▶ Problem details: Extract the line that contains "the image above." and every line after it to the end of the records below, exactly as written and nothing else.

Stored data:
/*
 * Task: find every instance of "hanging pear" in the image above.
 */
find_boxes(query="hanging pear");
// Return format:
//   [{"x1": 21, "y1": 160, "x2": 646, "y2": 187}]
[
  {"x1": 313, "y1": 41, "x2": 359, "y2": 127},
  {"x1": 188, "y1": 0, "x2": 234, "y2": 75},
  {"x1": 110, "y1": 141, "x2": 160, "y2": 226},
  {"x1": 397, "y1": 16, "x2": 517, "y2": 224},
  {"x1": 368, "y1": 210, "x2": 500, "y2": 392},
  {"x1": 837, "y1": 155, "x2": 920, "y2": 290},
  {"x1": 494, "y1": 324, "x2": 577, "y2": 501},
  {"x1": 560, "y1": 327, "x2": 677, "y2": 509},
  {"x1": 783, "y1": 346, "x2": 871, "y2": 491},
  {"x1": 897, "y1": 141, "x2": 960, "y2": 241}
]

▶ Answer for this exercise:
 * Task: find every instance of "hanging pear" in the image above.
 */
find_boxes(query="hanging pear");
// Return format:
//   [{"x1": 21, "y1": 160, "x2": 646, "y2": 187}]
[
  {"x1": 313, "y1": 41, "x2": 359, "y2": 127},
  {"x1": 188, "y1": 0, "x2": 234, "y2": 75},
  {"x1": 110, "y1": 141, "x2": 160, "y2": 226},
  {"x1": 397, "y1": 16, "x2": 517, "y2": 224},
  {"x1": 368, "y1": 210, "x2": 500, "y2": 392},
  {"x1": 837, "y1": 155, "x2": 920, "y2": 290},
  {"x1": 494, "y1": 324, "x2": 577, "y2": 501},
  {"x1": 560, "y1": 327, "x2": 677, "y2": 509},
  {"x1": 783, "y1": 346, "x2": 871, "y2": 491},
  {"x1": 897, "y1": 141, "x2": 960, "y2": 241}
]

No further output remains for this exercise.